WORK INSTRUCTIONS:
Please reproduce every one of the records below word for word, leaving out the images.

RECORDS FOR THIS TASK:
— Start —
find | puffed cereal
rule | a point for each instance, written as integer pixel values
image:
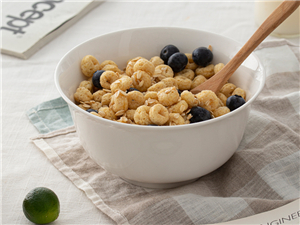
(190, 98)
(89, 65)
(158, 114)
(175, 119)
(87, 84)
(179, 107)
(156, 60)
(135, 99)
(188, 73)
(107, 62)
(106, 99)
(222, 97)
(141, 80)
(107, 78)
(170, 82)
(227, 89)
(183, 82)
(157, 87)
(95, 105)
(82, 94)
(191, 64)
(199, 79)
(161, 98)
(221, 111)
(107, 113)
(144, 65)
(119, 103)
(240, 92)
(163, 71)
(208, 100)
(112, 68)
(141, 115)
(130, 114)
(207, 71)
(168, 96)
(122, 84)
(218, 67)
(151, 102)
(130, 64)
(151, 94)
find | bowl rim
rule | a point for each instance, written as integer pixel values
(143, 127)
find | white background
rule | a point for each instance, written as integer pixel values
(27, 83)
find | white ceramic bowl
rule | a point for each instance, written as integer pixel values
(152, 156)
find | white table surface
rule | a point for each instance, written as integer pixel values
(27, 83)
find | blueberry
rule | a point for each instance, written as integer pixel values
(92, 110)
(96, 78)
(202, 56)
(131, 89)
(235, 101)
(199, 114)
(167, 51)
(177, 62)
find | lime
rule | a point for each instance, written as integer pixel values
(41, 205)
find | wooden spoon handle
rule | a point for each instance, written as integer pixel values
(283, 11)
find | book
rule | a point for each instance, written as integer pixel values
(27, 26)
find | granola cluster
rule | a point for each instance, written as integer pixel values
(148, 92)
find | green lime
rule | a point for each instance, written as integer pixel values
(41, 205)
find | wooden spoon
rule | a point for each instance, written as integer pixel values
(216, 82)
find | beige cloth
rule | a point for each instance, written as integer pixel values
(262, 175)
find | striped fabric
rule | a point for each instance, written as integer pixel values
(262, 175)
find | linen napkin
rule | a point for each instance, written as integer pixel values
(262, 175)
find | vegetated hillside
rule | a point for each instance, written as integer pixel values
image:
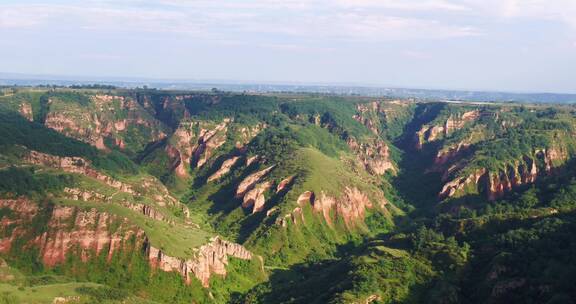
(178, 197)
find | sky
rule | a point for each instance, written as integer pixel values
(505, 45)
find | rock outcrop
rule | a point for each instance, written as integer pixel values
(430, 133)
(373, 155)
(447, 155)
(459, 184)
(255, 198)
(90, 233)
(25, 110)
(284, 184)
(209, 259)
(95, 122)
(351, 207)
(195, 143)
(75, 165)
(514, 174)
(224, 169)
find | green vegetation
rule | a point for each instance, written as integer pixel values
(487, 243)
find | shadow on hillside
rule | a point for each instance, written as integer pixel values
(324, 281)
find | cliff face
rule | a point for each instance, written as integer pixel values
(146, 187)
(68, 229)
(516, 173)
(25, 110)
(75, 165)
(210, 259)
(90, 233)
(116, 118)
(373, 155)
(430, 133)
(250, 181)
(193, 143)
(350, 207)
(224, 168)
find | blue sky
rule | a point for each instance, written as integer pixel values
(512, 45)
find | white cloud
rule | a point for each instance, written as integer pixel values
(319, 19)
(552, 10)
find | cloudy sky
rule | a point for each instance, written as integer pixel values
(513, 45)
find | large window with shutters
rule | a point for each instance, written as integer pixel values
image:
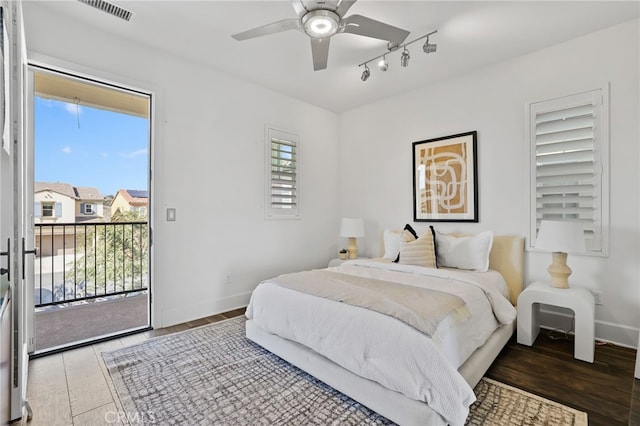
(282, 182)
(569, 146)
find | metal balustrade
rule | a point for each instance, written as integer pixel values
(88, 261)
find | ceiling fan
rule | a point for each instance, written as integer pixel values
(322, 19)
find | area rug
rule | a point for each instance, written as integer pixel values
(214, 375)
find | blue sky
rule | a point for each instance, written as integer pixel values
(87, 146)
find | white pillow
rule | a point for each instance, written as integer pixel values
(464, 252)
(420, 252)
(392, 240)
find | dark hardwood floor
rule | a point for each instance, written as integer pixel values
(604, 389)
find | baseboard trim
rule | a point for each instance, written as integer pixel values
(178, 315)
(621, 335)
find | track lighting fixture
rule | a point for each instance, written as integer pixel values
(404, 59)
(383, 64)
(366, 73)
(428, 47)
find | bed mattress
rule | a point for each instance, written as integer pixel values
(383, 349)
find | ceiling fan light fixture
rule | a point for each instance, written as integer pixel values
(404, 59)
(366, 73)
(383, 64)
(320, 23)
(429, 47)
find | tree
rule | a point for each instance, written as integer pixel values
(110, 257)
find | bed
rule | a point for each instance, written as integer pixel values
(390, 366)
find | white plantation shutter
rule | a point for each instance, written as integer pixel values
(282, 191)
(569, 164)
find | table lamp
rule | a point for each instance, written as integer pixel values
(352, 228)
(560, 238)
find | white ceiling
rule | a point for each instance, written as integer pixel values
(470, 35)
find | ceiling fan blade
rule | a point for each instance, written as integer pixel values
(272, 28)
(320, 52)
(361, 25)
(299, 7)
(344, 6)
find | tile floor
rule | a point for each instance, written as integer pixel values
(74, 387)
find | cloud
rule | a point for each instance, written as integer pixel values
(73, 109)
(134, 154)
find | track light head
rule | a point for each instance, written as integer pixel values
(383, 64)
(404, 59)
(366, 73)
(429, 47)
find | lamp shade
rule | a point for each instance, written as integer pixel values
(350, 227)
(560, 236)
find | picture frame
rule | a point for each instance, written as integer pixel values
(445, 179)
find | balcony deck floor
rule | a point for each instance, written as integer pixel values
(58, 326)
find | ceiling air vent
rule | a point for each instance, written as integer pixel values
(109, 8)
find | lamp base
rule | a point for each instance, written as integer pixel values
(352, 248)
(559, 270)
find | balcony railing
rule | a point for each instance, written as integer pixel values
(84, 261)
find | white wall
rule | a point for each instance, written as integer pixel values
(376, 166)
(208, 163)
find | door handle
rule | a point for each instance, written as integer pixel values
(7, 253)
(24, 254)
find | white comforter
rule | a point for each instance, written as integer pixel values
(382, 348)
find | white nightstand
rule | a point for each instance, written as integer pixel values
(579, 300)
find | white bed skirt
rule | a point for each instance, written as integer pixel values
(390, 404)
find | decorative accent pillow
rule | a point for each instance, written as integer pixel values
(392, 240)
(420, 252)
(408, 228)
(470, 253)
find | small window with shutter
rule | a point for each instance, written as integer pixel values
— End —
CORRECT RESPONSE:
find | puffed cereal
rule | a point for each instance, written as integer pixel values
image:
(190, 98)
(89, 65)
(158, 114)
(175, 119)
(87, 84)
(179, 107)
(156, 60)
(135, 99)
(188, 73)
(107, 62)
(106, 99)
(222, 97)
(141, 80)
(107, 78)
(170, 82)
(227, 89)
(183, 82)
(157, 87)
(95, 105)
(82, 94)
(191, 64)
(199, 79)
(161, 98)
(221, 111)
(107, 113)
(144, 65)
(119, 103)
(240, 92)
(163, 71)
(208, 100)
(112, 68)
(141, 115)
(130, 114)
(207, 71)
(168, 96)
(122, 84)
(218, 67)
(151, 102)
(130, 64)
(151, 94)
find | bowl rim
rule | a point for each instance, written as integer pixel values
(143, 127)
find | white background
rule | a point for each instance, written as integer pixel values
(27, 83)
find | white ceramic bowl
rule | a point for each instance, written as integer pixel values
(152, 156)
find | white table surface
rule | a point for each instance, written as integer pixel values
(27, 83)
find | blueberry
rule | a point for each instance, written as integer pixel values
(92, 110)
(96, 78)
(202, 56)
(131, 89)
(235, 101)
(199, 114)
(167, 51)
(177, 62)
find | lime
rule | a point for each instance, written as integer pixel values
(41, 205)
find | wooden spoon handle
rule | a point for each instance, written as integer pixel values
(283, 11)
find | book
rule | a point for each instance, written as integer pixel values
(27, 26)
find | granola cluster
rule | a point for each instance, written as integer pixel values
(148, 92)
find | green lime
rule | a point for each instance, written as integer pixel values
(41, 205)
find | wooden spoon
rule | a point for each instance, written as integer pixel values
(216, 82)
find | beige cloth
rule | a point for each instance, written as integer pixel values
(262, 175)
find | striped fabric
rule | a point for each instance, written as integer pixel values
(262, 175)
find | linen napkin
rule | a point for each instance, written as integer pixel values
(262, 175)
find | vegetated hillside
rule | a point for each instance, written as integer pixel values
image:
(178, 197)
find | sky
rule | a point for each instance, written as integer pixel values
(505, 45)
find | rock outcrop
rule | a point for each instance, written as integer pixel values
(430, 133)
(373, 155)
(447, 155)
(459, 184)
(255, 198)
(90, 233)
(25, 110)
(284, 184)
(209, 259)
(95, 122)
(351, 207)
(195, 143)
(75, 165)
(514, 174)
(224, 169)
find | green vegetation
rule | a point for each instance, written as integer pixel values
(487, 243)
find | shadow on hillside
rule | a point for each instance, written as integer pixel values
(324, 281)
find | cliff face
rule | a point for each instance, written as integer pixel values
(146, 187)
(68, 229)
(516, 173)
(25, 110)
(75, 165)
(210, 259)
(90, 233)
(116, 118)
(373, 155)
(430, 133)
(250, 181)
(193, 143)
(350, 207)
(224, 168)
find | blue sky
rule | a point for each instance, written as integer pixel values
(512, 45)
find | white cloud
rule | a point for each instance, written as integer pixel values
(319, 19)
(552, 10)
find | cloudy sky
rule | a point for each instance, written as integer pixel values
(513, 45)
find | large window with shutters
rule | a point for each instance, written as integer pixel values
image:
(282, 182)
(569, 146)
find | metal balustrade
rule | a point for each instance, written as integer pixel values
(88, 261)
find | ceiling fan
rule | a point for each instance, written as integer pixel values
(322, 19)
find | area rug
rule | a point for each instance, written as integer pixel values
(214, 375)
find | blue sky
rule | a point for each instance, written as integer pixel values
(87, 146)
find | white pillow
rule | a point for each instance, written as integer pixel values
(464, 252)
(420, 252)
(392, 240)
find | dark hardwood floor
rule | a point for each instance, written as integer pixel values
(604, 389)
find | baseboard trim
rule | a point for each instance, written as integer pixel values
(178, 315)
(621, 335)
find | track lighting fixture
rule | a point for each instance, written as integer pixel values
(404, 59)
(383, 64)
(366, 73)
(428, 47)
find | bed mattress
rule | a point for each instance, written as integer pixel values
(383, 349)
find | ceiling fan light fixture
rule | a point for each instance, written as integer pixel values
(404, 59)
(366, 73)
(383, 64)
(320, 23)
(429, 47)
find | tree
rule | a point for each instance, written as integer pixel values
(110, 257)
find | bed
rule | a point for each instance, written as integer pixel values
(390, 366)
find | white plantation shutter
rule | a point for each instance, written as integer pixel values
(282, 191)
(569, 164)
find | table lamp
rule | a point for each instance, written as integer pixel values
(352, 228)
(560, 238)
find | white ceiling
rule | a point for each instance, written as integer pixel values
(470, 35)
find | ceiling fan blade
rule | a point for each instance, written as integer pixel values
(272, 28)
(320, 52)
(361, 25)
(299, 7)
(344, 6)
find | tile floor
rule | a point for each instance, written as integer pixel values
(74, 387)
find | cloud
rule | a point for each instance, written as integer pixel values
(73, 109)
(134, 154)
find | track light head
rule | a point for each instance, written as integer pixel values
(383, 64)
(404, 59)
(366, 73)
(429, 47)
find | lamp shade
rule | a point for each instance, written as integer pixel values
(350, 227)
(560, 236)
find | picture frame
rule | a point for each instance, written as integer pixel values
(445, 179)
find | balcony deck floor
rule | a point for each instance, written as integer pixel values
(58, 326)
find | ceiling air vent
rule | a point for each instance, written as integer pixel values
(109, 8)
find | lamp base
rule | a point for each instance, written as integer pixel values
(352, 248)
(559, 270)
find | balcony railing
rule | a point for each instance, written as integer pixel values
(84, 261)
find | white wall
rule | a point for each instance, written as integer pixel values
(376, 166)
(208, 163)
find | door handle
rule | a point for each instance, written as integer pixel values
(7, 253)
(24, 254)
find | white comforter
rule | a point for each instance, written as integer pixel values
(382, 348)
find | white nightstand
rule | a point for each instance, written as integer pixel values
(579, 300)
find | white bed skirt
rule | a point for each instance, written as integer pixel values
(390, 404)
find | decorative accent pillow
rule | a point for each instance, written as integer pixel values
(392, 240)
(420, 252)
(408, 228)
(470, 253)
find | small window with shutter
rule | a point for each instance, written as integer pixel values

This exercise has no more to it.